Convert every line of the entries below into a numbered list, skipping blank lines and leaving out the pictures.

— Begin DATA —

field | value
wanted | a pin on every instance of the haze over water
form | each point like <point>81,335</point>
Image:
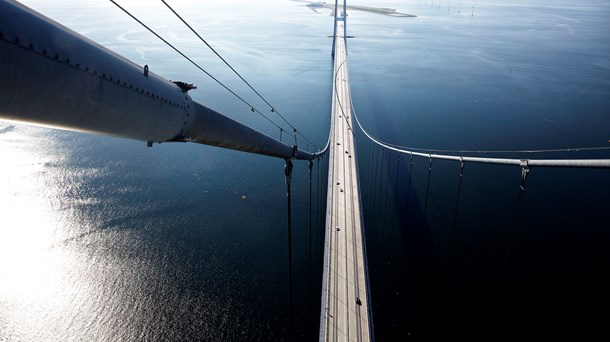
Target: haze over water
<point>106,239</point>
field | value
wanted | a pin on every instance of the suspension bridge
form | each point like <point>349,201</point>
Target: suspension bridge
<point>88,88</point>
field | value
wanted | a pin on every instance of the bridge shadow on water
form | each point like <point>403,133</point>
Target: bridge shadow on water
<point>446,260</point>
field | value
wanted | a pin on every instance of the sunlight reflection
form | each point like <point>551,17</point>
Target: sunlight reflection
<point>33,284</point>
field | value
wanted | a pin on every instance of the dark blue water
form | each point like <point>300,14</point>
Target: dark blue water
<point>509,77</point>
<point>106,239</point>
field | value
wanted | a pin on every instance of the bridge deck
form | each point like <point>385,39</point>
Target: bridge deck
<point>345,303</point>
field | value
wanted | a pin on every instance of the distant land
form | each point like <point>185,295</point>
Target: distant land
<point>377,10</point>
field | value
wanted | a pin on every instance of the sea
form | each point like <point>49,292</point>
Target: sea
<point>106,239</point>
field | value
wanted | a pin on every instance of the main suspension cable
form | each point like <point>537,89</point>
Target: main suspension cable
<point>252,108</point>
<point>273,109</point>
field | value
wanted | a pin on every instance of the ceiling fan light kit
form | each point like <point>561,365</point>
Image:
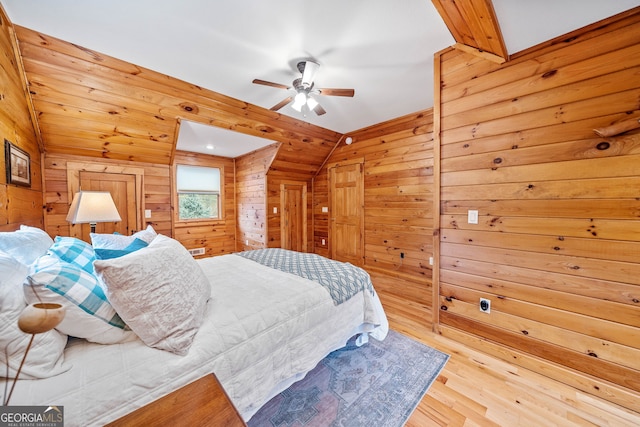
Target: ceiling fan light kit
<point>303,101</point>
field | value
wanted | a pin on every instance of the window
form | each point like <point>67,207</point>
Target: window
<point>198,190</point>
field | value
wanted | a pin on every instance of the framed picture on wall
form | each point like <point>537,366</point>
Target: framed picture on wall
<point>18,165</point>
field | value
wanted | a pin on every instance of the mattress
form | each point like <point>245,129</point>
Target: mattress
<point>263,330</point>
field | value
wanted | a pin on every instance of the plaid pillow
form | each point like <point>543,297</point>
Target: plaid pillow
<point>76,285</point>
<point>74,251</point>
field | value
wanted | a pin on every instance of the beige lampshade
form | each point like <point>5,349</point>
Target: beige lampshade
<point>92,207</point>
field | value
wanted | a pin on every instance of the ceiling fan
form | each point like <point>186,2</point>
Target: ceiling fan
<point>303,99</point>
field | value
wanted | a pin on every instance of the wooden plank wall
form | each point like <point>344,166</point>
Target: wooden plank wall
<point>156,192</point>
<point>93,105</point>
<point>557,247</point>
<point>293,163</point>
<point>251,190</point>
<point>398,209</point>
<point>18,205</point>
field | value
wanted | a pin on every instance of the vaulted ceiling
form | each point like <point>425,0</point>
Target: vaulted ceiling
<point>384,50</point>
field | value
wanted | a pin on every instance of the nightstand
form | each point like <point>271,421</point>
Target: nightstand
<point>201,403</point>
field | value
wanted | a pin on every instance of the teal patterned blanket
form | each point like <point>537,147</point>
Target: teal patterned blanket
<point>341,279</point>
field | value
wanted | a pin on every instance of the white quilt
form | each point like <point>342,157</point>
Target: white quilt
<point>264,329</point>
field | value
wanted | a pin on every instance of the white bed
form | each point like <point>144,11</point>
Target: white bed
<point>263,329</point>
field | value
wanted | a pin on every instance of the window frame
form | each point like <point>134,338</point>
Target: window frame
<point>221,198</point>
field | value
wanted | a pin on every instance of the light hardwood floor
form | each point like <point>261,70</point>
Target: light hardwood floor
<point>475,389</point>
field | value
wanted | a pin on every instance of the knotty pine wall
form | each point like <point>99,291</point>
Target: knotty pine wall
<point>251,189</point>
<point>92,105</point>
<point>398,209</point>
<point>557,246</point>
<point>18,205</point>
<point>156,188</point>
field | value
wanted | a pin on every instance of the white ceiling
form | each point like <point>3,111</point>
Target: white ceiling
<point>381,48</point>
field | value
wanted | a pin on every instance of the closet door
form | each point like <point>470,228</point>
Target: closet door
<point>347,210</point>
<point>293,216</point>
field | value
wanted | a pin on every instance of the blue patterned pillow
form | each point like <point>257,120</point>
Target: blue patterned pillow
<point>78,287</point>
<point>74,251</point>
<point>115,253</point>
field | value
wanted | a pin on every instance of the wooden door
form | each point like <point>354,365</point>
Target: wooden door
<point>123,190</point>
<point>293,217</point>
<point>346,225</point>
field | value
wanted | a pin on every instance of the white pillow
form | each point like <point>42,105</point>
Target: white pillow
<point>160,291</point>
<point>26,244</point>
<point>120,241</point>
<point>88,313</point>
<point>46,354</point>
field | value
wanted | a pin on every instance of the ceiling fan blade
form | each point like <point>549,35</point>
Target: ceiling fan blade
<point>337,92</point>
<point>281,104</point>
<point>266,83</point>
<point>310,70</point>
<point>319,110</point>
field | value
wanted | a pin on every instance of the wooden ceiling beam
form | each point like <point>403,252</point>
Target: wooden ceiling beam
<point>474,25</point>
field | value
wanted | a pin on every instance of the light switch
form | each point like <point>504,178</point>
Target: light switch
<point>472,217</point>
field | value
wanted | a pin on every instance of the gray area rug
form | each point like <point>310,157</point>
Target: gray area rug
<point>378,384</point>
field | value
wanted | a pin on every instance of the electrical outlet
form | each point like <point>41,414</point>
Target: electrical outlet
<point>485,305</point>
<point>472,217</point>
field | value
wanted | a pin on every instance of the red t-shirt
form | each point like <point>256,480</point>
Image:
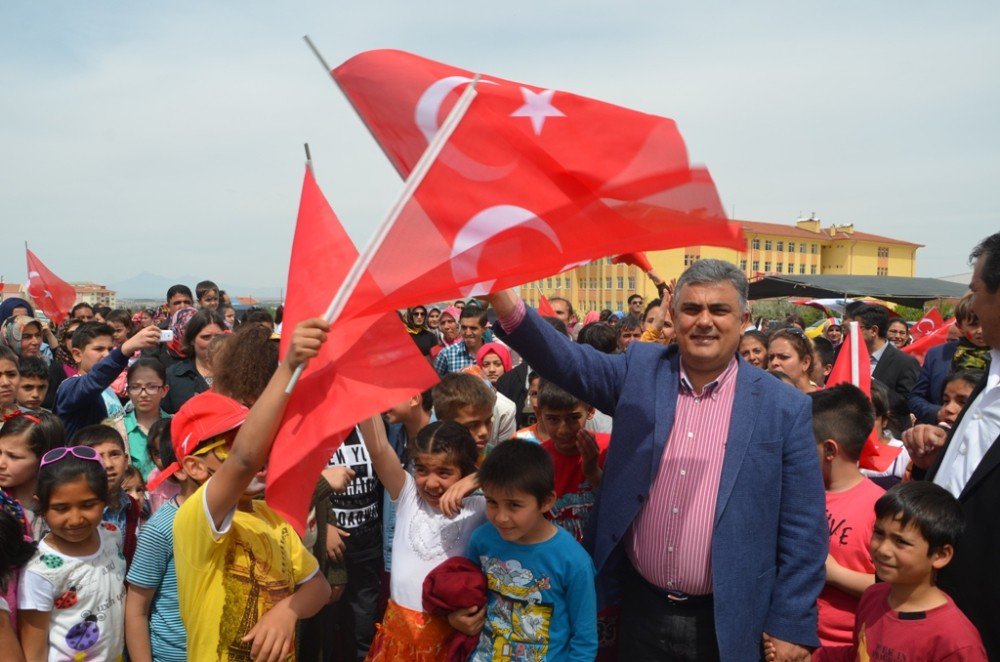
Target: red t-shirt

— End DATA —

TASK SOLUTION
1. field | value
2. wanted | a pin on every instance of the haze over water
3. form | each point like <point>81,335</point>
4. Image:
5. Target: haze over water
6. <point>106,239</point>
7. field | value
8. wanted | a pin on every instance of the suspension bridge
9. form | each point like <point>349,201</point>
10. Target: suspension bridge
11. <point>88,88</point>
12. field | value
13. wanted | a pin on every instance of the bridge shadow on water
14. form | each point like <point>403,133</point>
15. Target: bridge shadow on water
16. <point>446,260</point>
17. field | value
18. wanted | a pin on every instance of the sunlight reflection
19. form | each point like <point>551,17</point>
20. Target: sunlight reflection
21. <point>33,284</point>
22. field | value
23. wanted | a pin on every instance of the dark blue water
24. form | each point like <point>300,14</point>
25. Target: dark blue water
26. <point>509,77</point>
27. <point>106,239</point>
28. field | value
29. wanted | a pin on every instance of the bridge deck
30. form | each point like <point>385,39</point>
31. Target: bridge deck
32. <point>345,303</point>
33. field | value
34. wanted | a pin on every instance of the distant land
35. form | each point like <point>185,295</point>
36. Target: distant land
37. <point>377,10</point>
38. field | value
39. wanted | a pin on every instance of the sea
40. form | each point like <point>49,292</point>
41. Target: sea
42. <point>106,239</point>
43. field | value
44. wanted | a pin on every instance of the main suspension cable
45. form | each point like <point>537,89</point>
46. Target: main suspension cable
47. <point>252,108</point>
48. <point>273,109</point>
49. field | value
50. wanted | a pin on every instance of the ceiling fan light kit
51. form | each point like <point>561,365</point>
52. Image:
53. Target: ceiling fan light kit
54. <point>303,101</point>
55. field | value
56. wanted | a pin on every instance of the window
57. form | each point like <point>67,207</point>
58. Target: window
59. <point>198,190</point>
60. field | value
61. wanted | a pin on every instance of the framed picture on wall
62. form | each point like <point>537,366</point>
63. Target: framed picture on wall
64. <point>18,165</point>
65. field | value
66. wanted | a pin on every instance of the mattress
67. form | each point like <point>245,129</point>
68. Target: mattress
69. <point>263,330</point>
70. field | value
71. wanted | a pin on every instance of the plaid pillow
72. form | each point like <point>543,297</point>
73. Target: plaid pillow
74. <point>76,285</point>
75. <point>74,251</point>
76. field | value
77. wanted | a pin on every instance of the beige lampshade
78. form | each point like <point>5,349</point>
79. Target: beige lampshade
80. <point>92,207</point>
81. field | value
82. wanted | a pin on every instance of the ceiling fan
83. form | each point like <point>186,2</point>
84. Target: ceiling fan
85. <point>303,99</point>
86. field | value
87. wanted | a pin on every instance of the wooden plank wall
88. form | each point like <point>344,166</point>
89. Target: wooden plank wall
90. <point>156,192</point>
91. <point>93,105</point>
92. <point>557,247</point>
93. <point>293,163</point>
94. <point>251,190</point>
95. <point>398,209</point>
96. <point>18,205</point>
97. field | value
98. wanted | a pin on every instance of the vaulted ceiling
99. form | each point like <point>425,0</point>
100. Target: vaulted ceiling
101. <point>384,50</point>
102. field | value
103. wanted | a pin on every instance of the nightstand
104. form | each point like <point>271,421</point>
105. Target: nightstand
106. <point>201,403</point>
107. field | value
108. wanted | a pin on every instance of the teal patterned blanket
109. form | each point like <point>537,147</point>
110. Target: teal patterned blanket
111. <point>341,279</point>
112. field | value
113. wanted | a pin on every instance of the white quilt
114. form | each point like <point>342,157</point>
115. Target: white quilt
116. <point>264,329</point>
117. field | value
118. wanted | a pin on every instance of the white bed
119. form | each point like <point>144,11</point>
120. Target: white bed
121. <point>263,329</point>
122. field | value
123. wanted | a pin on every instance of the window frame
124. form | each point like <point>134,338</point>
125. Target: window frame
126. <point>221,198</point>
127. field | value
128. wanted | a pin on every instance of the light hardwood floor
129. form | each point like <point>261,70</point>
130. Target: light hardwood floor
131. <point>475,389</point>
132. field | value
133. wanted | a pin on every instance of the knotty pine wall
134. form | each point like <point>99,291</point>
135. Target: knotty pine wall
136. <point>251,189</point>
137. <point>92,105</point>
138. <point>398,209</point>
139. <point>557,246</point>
140. <point>18,205</point>
141. <point>156,188</point>
142. field | value
143. wanted | a pin on every instance of the white ceiling
144. form | each point like <point>3,111</point>
145. Target: white ceiling
146. <point>381,48</point>
147. field | value
148. wanted | a pin on every instance of the closet door
149. form | each point like <point>470,228</point>
150. Target: closet door
151. <point>347,210</point>
152. <point>293,216</point>
153. field | value
154. wanted | a pin on every instance of the blue patterned pillow
155. form | each point like <point>257,120</point>
156. Target: blue patterned pillow
157. <point>78,287</point>
158. <point>74,251</point>
159. <point>115,253</point>
160. field | value
161. wanted | a pin on every instance of the wooden door
162. form | each point like <point>354,365</point>
163. Target: wooden door
164. <point>123,190</point>
165. <point>293,217</point>
166. <point>346,225</point>
167. field | value
168. wanted | a pin on every instance of the white pillow
169. form | each point like <point>42,105</point>
170. Target: white pillow
171. <point>160,291</point>
172. <point>26,244</point>
173. <point>120,241</point>
174. <point>88,313</point>
175. <point>46,354</point>
176. field | value
177. wanted | a pin on every instance of the ceiling fan blade
178. form | each point like <point>549,35</point>
179. Target: ceiling fan blade
180. <point>337,92</point>
181. <point>281,104</point>
182. <point>266,83</point>
183. <point>310,70</point>
184. <point>319,110</point>
185. field | value
186. wanted | a pin on every instance of the wooden ceiling beam
187. form | each point like <point>403,252</point>
188. Target: wooden ceiling beam
189. <point>474,25</point>
190. field | value
191. wanted | a pin on every instance of the light switch
192. form | each point like <point>504,178</point>
193. Target: light switch
194. <point>472,217</point>
195. field | value
196. wanted | a pin on every instance of the gray area rug
197. form | each point like <point>310,157</point>
198. Target: gray area rug
199. <point>378,384</point>
200. field | value
201. wanted | a pin on every instance of the electrical outlet
202. form | each point like <point>41,414</point>
203. Target: electrical outlet
204. <point>485,305</point>
205. <point>472,217</point>
206. field | value
207. wanted | a pin on every instance of the red t-shirt
208. form | each point like <point>256,480</point>
209. Image:
210. Target: red t-shirt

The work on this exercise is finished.